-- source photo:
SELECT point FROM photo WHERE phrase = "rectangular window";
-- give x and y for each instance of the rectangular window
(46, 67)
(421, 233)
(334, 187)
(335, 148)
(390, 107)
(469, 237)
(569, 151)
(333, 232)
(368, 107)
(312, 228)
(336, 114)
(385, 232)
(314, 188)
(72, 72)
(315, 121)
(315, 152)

▶ [EXERCISE OBJECTIVE]
Reproduce the listing above line for line, without changing anything.

▶ [OUTPUT OF THE EXERCISE]
-- source photo:
SELECT point FROM photo WHERE phrase = "rectangular window";
-- give x and y for each instance of the rectangular window
(46, 67)
(421, 233)
(334, 187)
(335, 148)
(390, 107)
(469, 237)
(569, 151)
(333, 232)
(368, 107)
(312, 228)
(336, 114)
(385, 232)
(314, 188)
(72, 72)
(315, 121)
(315, 152)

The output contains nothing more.